- **Quoted text**:
Disfunctionality of type parameter

Question

I’m new to using Scala and am trying to see if a list contains any objects of a certain type.

When I make a method to do this, I get the following results:

var l = List("Some string", 3)
def containsType[T] = l.exists(_.isInstanceOf[T])
containsType[Boolean]   // val res0: Boolean = true
l.exists(_.isInstanceOf[Boolean])   // val res1: Boolean = false

Could someone please help me understand why my method doesn’t return the same results as the expression on the last line?

Thank you, Johan

Answer 1

Scala uses the type erasure model of generics. This means that no information about type arguments is kept at runtime, so there's no way to determine at runtime the specific type arguments of the given List object. All the system can do is determine that a value is a List of some arbitrary type parameters.

You can verify this behavior by trying any List concrete type:

  val l = List("Some string", 3)

  println(l.isInstanceOf[List[Int]])       // true
  println(l.isInstanceOf[List[String]])    // true
  println(l.isInstanceOf[List[Boolean]])   // also true
  println(l.isInstanceOf[List[Unit]])      // also true

Now regarding your example:

  def containsType[T] = l.exists(_.isInstanceOf[T])

- **Stored records**:

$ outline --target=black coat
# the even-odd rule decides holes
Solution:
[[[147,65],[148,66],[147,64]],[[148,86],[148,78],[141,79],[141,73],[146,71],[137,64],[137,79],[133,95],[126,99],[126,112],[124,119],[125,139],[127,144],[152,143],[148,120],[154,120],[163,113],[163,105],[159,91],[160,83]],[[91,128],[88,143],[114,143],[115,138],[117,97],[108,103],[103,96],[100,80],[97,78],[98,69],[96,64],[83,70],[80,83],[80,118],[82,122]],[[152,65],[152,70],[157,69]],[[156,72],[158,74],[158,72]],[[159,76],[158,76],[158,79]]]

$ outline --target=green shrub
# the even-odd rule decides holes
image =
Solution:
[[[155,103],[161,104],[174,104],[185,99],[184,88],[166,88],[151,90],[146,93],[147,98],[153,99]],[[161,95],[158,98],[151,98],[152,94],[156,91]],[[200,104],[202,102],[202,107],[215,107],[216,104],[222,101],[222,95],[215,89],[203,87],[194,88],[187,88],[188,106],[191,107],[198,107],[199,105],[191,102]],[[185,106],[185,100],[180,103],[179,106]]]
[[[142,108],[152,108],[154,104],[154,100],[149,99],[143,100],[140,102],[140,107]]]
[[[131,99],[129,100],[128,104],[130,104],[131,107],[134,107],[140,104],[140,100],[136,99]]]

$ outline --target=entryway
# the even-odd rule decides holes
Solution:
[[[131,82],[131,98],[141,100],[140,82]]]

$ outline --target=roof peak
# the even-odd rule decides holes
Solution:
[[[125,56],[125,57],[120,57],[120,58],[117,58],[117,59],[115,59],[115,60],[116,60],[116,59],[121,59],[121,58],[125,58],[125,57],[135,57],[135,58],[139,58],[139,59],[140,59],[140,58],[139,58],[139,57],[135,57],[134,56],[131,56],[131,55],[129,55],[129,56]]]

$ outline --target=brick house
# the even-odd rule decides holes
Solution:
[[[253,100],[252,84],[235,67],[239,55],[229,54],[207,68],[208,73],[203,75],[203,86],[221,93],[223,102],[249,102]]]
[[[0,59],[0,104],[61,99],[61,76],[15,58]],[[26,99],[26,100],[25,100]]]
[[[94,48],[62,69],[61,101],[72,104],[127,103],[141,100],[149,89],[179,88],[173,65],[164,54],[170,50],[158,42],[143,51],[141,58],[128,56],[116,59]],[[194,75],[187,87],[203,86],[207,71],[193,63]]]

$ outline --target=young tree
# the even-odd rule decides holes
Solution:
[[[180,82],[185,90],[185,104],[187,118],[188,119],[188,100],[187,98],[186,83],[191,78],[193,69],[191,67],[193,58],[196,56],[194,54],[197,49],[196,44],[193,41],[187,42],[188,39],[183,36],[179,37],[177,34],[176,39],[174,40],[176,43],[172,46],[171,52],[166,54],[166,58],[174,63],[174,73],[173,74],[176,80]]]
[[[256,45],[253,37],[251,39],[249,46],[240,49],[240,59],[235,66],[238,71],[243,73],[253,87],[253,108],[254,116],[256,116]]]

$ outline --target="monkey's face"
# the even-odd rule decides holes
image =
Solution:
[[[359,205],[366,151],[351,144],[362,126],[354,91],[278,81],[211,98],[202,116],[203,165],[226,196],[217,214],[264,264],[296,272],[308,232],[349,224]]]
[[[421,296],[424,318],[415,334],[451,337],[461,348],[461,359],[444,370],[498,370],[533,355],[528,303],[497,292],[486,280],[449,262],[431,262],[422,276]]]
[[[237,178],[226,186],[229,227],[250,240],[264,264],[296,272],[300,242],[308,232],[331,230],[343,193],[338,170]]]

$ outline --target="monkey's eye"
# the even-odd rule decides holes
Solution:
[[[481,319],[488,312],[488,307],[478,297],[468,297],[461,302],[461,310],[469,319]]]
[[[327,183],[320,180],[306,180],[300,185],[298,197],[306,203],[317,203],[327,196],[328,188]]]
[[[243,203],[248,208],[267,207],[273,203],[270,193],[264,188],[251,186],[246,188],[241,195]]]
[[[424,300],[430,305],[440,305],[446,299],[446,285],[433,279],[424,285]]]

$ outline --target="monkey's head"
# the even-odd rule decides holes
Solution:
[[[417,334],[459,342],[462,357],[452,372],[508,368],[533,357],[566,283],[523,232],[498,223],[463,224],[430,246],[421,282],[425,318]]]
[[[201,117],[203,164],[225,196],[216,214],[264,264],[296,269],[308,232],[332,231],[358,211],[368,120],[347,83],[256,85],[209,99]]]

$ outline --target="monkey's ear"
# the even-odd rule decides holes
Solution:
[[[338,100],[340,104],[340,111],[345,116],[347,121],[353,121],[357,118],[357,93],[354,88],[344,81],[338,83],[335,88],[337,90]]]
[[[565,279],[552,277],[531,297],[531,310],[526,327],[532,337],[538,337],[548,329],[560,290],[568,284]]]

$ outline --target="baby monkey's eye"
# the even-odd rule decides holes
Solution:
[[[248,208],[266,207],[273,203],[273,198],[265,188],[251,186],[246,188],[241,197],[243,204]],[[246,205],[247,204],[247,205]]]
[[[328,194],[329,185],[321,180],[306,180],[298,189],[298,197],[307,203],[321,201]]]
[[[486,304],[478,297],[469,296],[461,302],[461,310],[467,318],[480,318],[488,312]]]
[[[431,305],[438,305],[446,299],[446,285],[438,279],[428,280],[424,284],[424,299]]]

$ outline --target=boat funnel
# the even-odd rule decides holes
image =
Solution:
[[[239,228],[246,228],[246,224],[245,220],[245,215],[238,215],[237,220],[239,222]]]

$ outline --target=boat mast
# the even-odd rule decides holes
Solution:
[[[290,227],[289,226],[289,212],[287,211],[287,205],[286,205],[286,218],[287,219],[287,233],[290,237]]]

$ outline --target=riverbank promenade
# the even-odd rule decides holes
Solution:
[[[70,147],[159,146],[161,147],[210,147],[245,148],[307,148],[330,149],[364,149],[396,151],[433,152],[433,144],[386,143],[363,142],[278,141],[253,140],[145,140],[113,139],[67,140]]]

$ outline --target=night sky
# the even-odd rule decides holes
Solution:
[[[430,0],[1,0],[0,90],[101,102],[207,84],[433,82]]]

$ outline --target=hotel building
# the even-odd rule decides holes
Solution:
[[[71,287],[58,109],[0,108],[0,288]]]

- **Tasks and exercises**:
1. Do these statements agree with the Scala type-parameter thread? Answer yes or no for each, quoting the deciding words. (a) In the question, containsType[Boolean] gives true. (b) The answer says information about type arguments is kept at runtime. (c) The asker is new to using Scala.
2. Can you collect every line of the records that contains the word "monkey"?

- **Full solutions**:
1.
(a) Yes: "containsType[Boolean]   // val res0: Boolean = true"
(b) No: "no information about type arguments is kept at runtime"
(c) Yes: "I’m new to using Scala"

2.
$ outline --target="monkey's face"
$ outline --target="monkey's eye"
$ outline --target="monkey's head"
$ outline --target="monkey's ear"
$ outline --target="baby monkey's eye"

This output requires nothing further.